**Exercise requirements**
a – Rewrite the part of the Flinders Village text that opens with "The building dedicated" and closes with "in a statement.", changing "purpose-built" to "custom-built".
b – Say whether each statement agrees with the Flinders Village text, quoting the deciding words: (i) The health building will at first focus on mental health, infectious disease and personalised health delivery. (ii) The building for the study of eating disorders cost $1.5 billion. (iii) Flinders says its medical school was the first in the nation to be integrated into a public hospital.

**Text shown**
________________________

Flinders University has announced a $1.5 billion development plan for its Bedford Park campus called Flinders Village, which will include an integrated health and education precinct.

The health building will initially have a focus on mental health, infectious disease and personalised health delivery.

The building dedicated to health research is planned to be "shovel ready" next year and under construction between 2021-2022—the university recently opened a $7.1 million purpose-built building for the study of eating disorders, now operating at the Repat health precinct at Daw Park.

"Flinders has a proud history as a pioneer in integrated health – ours is the first medical school in the nation to be integrated into a public hospital," said vice-chancellor professor Colin Stirling in a statement.

"We're at the core of a health and education precinct that includes the state's busiest hospital, educates the majority of the state's medical workforce and contributes a substantial proportion of the State's biomedical research."

Part of the development project will also help provide healthcare accommodation for families visiting patients from rural and regional areas to the university's medical centre and private hospital.

"In addition to furthering health services and research, our new urban centre with accommodation and retail amenities will benefit our Bedford Park and Tonsley campuses, the adjacent hospitals and surrounding suburbs," said Stirling.

________________________

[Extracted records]

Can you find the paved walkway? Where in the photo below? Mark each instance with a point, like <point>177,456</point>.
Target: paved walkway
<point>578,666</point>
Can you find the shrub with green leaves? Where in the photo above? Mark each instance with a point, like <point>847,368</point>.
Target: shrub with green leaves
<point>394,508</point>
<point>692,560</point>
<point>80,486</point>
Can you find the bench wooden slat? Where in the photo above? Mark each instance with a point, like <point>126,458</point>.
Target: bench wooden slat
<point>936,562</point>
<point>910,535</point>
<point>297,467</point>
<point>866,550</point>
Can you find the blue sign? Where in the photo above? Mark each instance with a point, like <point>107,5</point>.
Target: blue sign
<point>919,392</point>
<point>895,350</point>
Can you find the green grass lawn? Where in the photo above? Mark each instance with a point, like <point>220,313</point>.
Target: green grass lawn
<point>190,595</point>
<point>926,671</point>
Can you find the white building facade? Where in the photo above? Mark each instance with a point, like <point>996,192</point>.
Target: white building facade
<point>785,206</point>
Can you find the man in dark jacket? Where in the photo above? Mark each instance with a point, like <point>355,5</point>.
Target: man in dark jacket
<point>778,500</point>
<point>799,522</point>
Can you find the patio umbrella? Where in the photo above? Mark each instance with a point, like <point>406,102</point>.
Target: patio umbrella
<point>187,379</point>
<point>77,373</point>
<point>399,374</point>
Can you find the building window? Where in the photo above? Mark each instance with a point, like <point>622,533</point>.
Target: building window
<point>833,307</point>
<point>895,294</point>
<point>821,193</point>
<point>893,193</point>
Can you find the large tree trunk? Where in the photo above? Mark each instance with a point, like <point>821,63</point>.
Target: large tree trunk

________________________

**Answers by task**
a –
The building dedicated to health research is planned to be "shovel ready" next year and under construction between 2021-2022—the university recently opened a $7.1 million custom-built building for the study of eating disorders, now operating at the Repat health precinct at Daw Park.

"Flinders has a proud history as a pioneer in integrated health – ours is the first medical school in the nation to be integrated into a public hospital," said vice-chancellor professor Colin Stirling in a statement.

b –
(i) Yes: "The health building will initially have a focus on mental health, infectious disease and personalised health delivery."
(ii) No: "a $7.1 million purpose-built building for the study of eating disorders"
(iii) Yes: "ours is the first medical school in the nation to be integrated into a public hospital"